Mit Blick auf über 9000 Biogasanlagen, die in Deutschland in Betrieb sind, sieht Dr. Erik Reichelt, Leiter der IKTS-Arbeitsgruppe, erhebliches Marktpotenzial: „Solche erweiterten Biogasanlagen eröffnen erhebliche Chancen, um schon jetzt für die Zeit nach dem Kohleausstieg neue Wertschöpfung und Arbeitsplätze im mitteldeutschen Revier aufzubauen.“
Allein in Sachsen seien derzeit ungefähr 270 Biogasanlagen im Betrieb – vor allem für die Größeren unter ihnen sei das neue System eine interessante Option. Es könne helfen, die Anlagen wirtschaftlicher zu betreiben und auf Marktschwankungen besser zu reagieren. Zudem trage das kreislaufwirtschaftliche Konzept dazu bei, natürliche Ressourcen zu schonen, den Einsatz von fossilem Erdgas und -öl zu mindern und die Umwelt zu schützen.
Dabei war die Zielstellung des Projekts im Jahr 2017 noch deutlich bescheidener gewesen. Ursprünglich wollte das Entwicklungskonsortium die Biogasanlagen „nur“ resilienter gegen Marktschwankungen und Einspeisevergütungen machen, indem man sie zusätzlich für die Wachs-Produktion ertüchtigt.
Der Gedanke dabei: Wenn es sich wegen ungünstiger Preise gerade nicht lohnt, das Biogas zu verstromen, können die Betreiber mit etwas zusätzlicher Technik flexibel auf die Produktion von biogenen Wachsen umschwenken. Dies lässt sich dann an die Kosmetik- und Schmiermittelindustrie verkaufen. Während des Entwicklungsprozesses hat sich das Konzept jedoch um zusätzliche Technologie-Pfade erweitert, die auch die Netzdienlichkeit einbeziehen.
---
**AUFGABE A:**
Fassen Sie den Absatz im Text über Biogasanlagen, der mit „Allein in Sachsen“ beginnt, als Stichpunktliste zusammen und behalten Sie dabei seine wesentlichen Fakten bei.
**AUFGABE B:**
An welche Industrien lassen sich die biogenen Wachse laut dem Text über Biogasanlagen verkaufen?
**AUFGABE C:**
Führen Sie den Text über Biogasanlagen im Anschluss an seinen letzten Satz fort.
---
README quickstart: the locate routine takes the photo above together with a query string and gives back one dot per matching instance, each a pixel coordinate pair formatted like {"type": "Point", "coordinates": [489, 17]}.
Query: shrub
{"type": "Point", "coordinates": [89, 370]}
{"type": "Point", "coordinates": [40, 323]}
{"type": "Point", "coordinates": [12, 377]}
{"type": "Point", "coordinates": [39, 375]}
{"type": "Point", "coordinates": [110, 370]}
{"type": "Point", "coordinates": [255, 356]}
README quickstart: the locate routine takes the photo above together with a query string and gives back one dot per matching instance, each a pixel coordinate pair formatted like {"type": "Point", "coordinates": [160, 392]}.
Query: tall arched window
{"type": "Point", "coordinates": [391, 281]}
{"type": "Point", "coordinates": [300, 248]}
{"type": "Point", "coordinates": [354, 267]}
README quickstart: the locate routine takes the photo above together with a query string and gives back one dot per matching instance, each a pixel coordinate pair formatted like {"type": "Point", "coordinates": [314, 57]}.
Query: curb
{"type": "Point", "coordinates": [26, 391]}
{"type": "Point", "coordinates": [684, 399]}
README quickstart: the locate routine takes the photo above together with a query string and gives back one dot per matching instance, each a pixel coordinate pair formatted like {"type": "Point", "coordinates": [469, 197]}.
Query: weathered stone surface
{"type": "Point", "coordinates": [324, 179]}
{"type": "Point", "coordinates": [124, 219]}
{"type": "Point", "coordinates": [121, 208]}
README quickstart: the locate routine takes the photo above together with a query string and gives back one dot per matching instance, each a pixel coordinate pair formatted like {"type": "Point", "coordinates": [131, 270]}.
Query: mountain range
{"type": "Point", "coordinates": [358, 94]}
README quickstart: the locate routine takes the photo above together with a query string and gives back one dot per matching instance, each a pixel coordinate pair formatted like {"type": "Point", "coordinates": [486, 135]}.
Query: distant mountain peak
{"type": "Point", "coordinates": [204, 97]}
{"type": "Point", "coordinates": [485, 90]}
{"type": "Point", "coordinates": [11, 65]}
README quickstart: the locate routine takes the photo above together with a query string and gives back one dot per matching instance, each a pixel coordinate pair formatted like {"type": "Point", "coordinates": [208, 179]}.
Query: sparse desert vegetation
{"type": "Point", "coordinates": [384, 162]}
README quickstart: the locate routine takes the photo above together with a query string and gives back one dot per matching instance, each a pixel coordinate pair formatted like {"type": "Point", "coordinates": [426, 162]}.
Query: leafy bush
---
**SCHRIFTLICHE ANTWORT A:**
- In Sachsen sind derzeit ungefähr 270 Biogasanlagen in Betrieb.
- Vor allem für die größeren Anlagen ist das neue System eine interessante Option.
- Es kann helfen, die Anlagen wirtschaftlicher zu betreiben und besser auf Marktschwankungen zu reagieren.
- Das kreislaufwirtschaftliche Konzept schont natürliche Ressourcen, mindert den Einsatz von fossilem Erdgas und -öl und schützt die Umwelt.

**SCHRIFTLICHE ANTWORT B:**
An die Kosmetik- und die Schmiermittelindustrie.

**SCHRIFTLICHE ANTWORT C:**
Reformer, Fischer-Tropsch-Reaktor und Elektrolyseur kombiniert
Um diese Ansätze in der Praxis zu erproben und eine Pilotanlage zu bauen, haben sich die Forschungseinrichtungen Fraunhofer IKTS, TU Bergakademie Freiberg und die TU Dresden mit den sächsischen Unternehmen Ökotec-Anlagenbau, Sunfire und DBI Gas- und Umwelttechnik zu einem Entwicklungsverbund zusammengetan. Ökotec-Anlagenbau stellte seine bereits existierende Biogasanlage zur Verfügung. Dort installierten die Partner zusätzlich einen Reformer, einen Fischer-Tropsch-Reaktor und einen Elektrolyseur.
Im ersten Schritt leitet die so erweiterte Anlage Biogas und Wasserdampf in den Reformer, der daraus Synthesegas erzeugt – ein Gemisch aus Wasserstoff und Kohlenmonoxid. Das Fischer-Tropsch-Aggregat wandelt dieses Synthesegas dann in Methan, flüssige Kohlenwasserstoffe und Wachs um. Das Methan wird gleich wieder in den Prozess zurückgeleitet, um den Anlagenpark zu heizen. Übrig bleiben im Verhältnis 50 zu 50 das Wachs und die Flüssigprodukte. Letztere können dann in Raffinerien zu synthetischem Diesel oder Kerosin weiter aufbereitet werden.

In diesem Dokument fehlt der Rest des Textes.